Теоретический анализ показывает, что радикальный гедонизм не может привести к счастью, а также почему он не может этого сделать, принимая во внимание человеческую природу. Но и без теоретического анализа наблюдаемые факты со всей очевидностью свидетельствуют о том, что наш способ «поисков счастья» не приводит к благоденствию. Мы представляем собой общество заведомо несчастных людей, одиноких, снедаемых тревогой и унынием, способных только к разрушению ипостоянно ощущающих свою зависимость людей, которые радуются если им удалось как-то убить время, которое они так усиленно стремится сэкономить.

Наше время время величайшего социального эксперимента, который когда-либо был осуществлен, чтобы решить вопрос, может ли достижение наслаждения (как пассивный эффект в противоположность активному благоденствию и радости) быть удовлетворительным ответом на проблему человеческого существования. Впервые в истории удовлетворение потребности в наслаждении не только не является привилегией меньшинства, но стало доступным для более чем половины населения! В индустриальных странах этот эксперимент уже дал отрицательный ответ на поставленный вопрос.

Вторая психологическая посылка индустриального века, а именно что индивидуальные эгоистические устремления ведут к миру и гармонии, атакже росту благосостояния каждого, столь же ошибочна с теоретическом точки зрения, и ее несостоятельность опять-таки подтверждают наблюдаемые факты. Почему этот принцип, который отрицал только один из великих представителей классической политэкономии Давид Рикардо, следует считать справедливым? Если и эгоист, то это проявляется не только в моем поведении, но и в моем характере. Быть эгоистом значит, что я хочу всего для себя; что мне доставляет удовольствие владеть самому, а не делиться с другими; что я должен стать жадным, потому что, если моей целью является обладание, то я тем больше значу, чем больше имею, что я должен испытывать антагонизм по отношению ко всем другим людям: к своим покупателям, которых хочу обмануть, к своим конкурентам, которых хочу разорить, к своим рабочим, которых хочу экс­плуатировать. Я никогда не могу быть удовлетворенным, так как моим желаниям нет конца; я должен завидовать тем, кто имеет больше, и бояться тех, кто имеет меньше. Но я вынужден подавлять эти чувства, чтобы изображать из себя (перед другими, как и перед самим собой) улыбающееся, разумное, искреннее и доброе человеческое существо, каким старается казаться каждый.

Жажда обладания неизбежно ведет к нескончаемой классовой войне. Утверждение коммунистов, что, уничтожив классы, их система положит конец классовой борьбе, является фикцией, ибо их система зиждется на принципе неограниченного потребления как цели жизни. Поскольку все хотят иметь больше, неизбежно образование классов, неизбежна классовая борьба, а в глобальном масштабе война между народами. Алчность и мир исключают друг друга.

● ● ● ● ● ● ●

*Задание A*.
Кто, согласно отрывку, был единственным из великих представителей классической политэкономии, отрицавшим принцип, по которому индивидуальные эгоистические устремления ведут к миру и гармонии?
*Задание B*.
Напечатайте фрагмент отрывка в точности, начиная со слов «Жажда обладания неизбежно» и продолжая до слов «исключают друг друга.» включительно.
Для выполнения используйте только отрывок.

● ● ● ● ● ● ●

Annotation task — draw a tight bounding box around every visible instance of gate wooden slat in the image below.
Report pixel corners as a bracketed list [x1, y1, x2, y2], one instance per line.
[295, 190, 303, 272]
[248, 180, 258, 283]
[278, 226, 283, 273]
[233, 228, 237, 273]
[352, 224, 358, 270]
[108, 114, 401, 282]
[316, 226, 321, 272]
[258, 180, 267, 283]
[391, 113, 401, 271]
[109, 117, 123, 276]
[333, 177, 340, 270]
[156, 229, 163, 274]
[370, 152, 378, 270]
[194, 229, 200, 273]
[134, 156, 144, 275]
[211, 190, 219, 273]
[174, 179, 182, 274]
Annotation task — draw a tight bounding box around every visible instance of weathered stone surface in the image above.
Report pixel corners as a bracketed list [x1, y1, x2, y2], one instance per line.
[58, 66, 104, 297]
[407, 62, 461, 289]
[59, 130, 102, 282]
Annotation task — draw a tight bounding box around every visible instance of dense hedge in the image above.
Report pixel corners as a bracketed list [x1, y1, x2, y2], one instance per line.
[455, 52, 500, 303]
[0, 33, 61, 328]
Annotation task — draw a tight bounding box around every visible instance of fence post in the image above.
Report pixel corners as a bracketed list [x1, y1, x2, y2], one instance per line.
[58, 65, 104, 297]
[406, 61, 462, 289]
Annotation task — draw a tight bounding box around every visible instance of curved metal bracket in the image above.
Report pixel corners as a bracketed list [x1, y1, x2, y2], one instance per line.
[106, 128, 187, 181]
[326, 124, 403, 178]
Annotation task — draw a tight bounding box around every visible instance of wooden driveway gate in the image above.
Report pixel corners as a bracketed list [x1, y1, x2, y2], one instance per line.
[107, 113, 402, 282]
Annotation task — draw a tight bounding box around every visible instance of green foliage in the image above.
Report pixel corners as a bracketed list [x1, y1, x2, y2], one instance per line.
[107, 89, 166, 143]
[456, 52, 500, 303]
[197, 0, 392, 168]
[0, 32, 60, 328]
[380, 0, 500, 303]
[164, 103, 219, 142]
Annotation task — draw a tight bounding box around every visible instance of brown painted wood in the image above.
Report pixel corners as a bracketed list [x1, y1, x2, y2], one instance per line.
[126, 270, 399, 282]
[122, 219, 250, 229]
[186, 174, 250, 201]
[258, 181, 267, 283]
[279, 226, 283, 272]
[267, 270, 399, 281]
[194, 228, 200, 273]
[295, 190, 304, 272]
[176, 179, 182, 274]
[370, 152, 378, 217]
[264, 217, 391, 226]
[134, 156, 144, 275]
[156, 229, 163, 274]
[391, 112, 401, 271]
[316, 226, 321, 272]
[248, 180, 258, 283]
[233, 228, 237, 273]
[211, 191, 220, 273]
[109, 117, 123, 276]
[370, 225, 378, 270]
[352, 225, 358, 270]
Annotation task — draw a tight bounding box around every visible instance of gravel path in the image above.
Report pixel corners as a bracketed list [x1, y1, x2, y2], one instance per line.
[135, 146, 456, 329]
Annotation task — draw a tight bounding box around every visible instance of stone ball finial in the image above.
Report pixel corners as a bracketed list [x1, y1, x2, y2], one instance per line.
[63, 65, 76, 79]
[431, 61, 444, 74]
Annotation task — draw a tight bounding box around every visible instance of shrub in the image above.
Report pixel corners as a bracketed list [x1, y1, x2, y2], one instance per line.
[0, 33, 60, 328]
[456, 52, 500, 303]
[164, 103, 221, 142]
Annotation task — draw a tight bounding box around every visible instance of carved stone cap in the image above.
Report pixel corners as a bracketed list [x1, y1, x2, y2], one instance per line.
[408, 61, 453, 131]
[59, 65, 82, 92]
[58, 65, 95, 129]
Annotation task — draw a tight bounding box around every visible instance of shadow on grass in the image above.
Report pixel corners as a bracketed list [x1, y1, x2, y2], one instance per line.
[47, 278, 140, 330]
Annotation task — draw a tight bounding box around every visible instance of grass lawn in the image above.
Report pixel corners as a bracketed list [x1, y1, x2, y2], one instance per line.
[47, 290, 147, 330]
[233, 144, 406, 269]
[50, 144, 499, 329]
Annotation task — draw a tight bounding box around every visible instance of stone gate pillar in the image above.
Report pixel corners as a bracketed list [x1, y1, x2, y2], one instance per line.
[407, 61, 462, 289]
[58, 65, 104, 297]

● ● ● ● ● ● ●

*Полный ответ A*.
Давид Рикардо.

*Полный ответ B*.
Жажда обладания неизбежно ведет к нескончаемой классовой войне. Утверждение коммунистов, что, уничтожив классы, их система положит конец классовой борьбе, является фикцией, ибо их система зиждется на принципе неограниченного потребления как цели жизни. Поскольку все хотят иметь больше, неизбежно образование классов, неизбежна классовая борьба, а в глобальном масштабе война между народами. Алчность и мир исключают друг друга.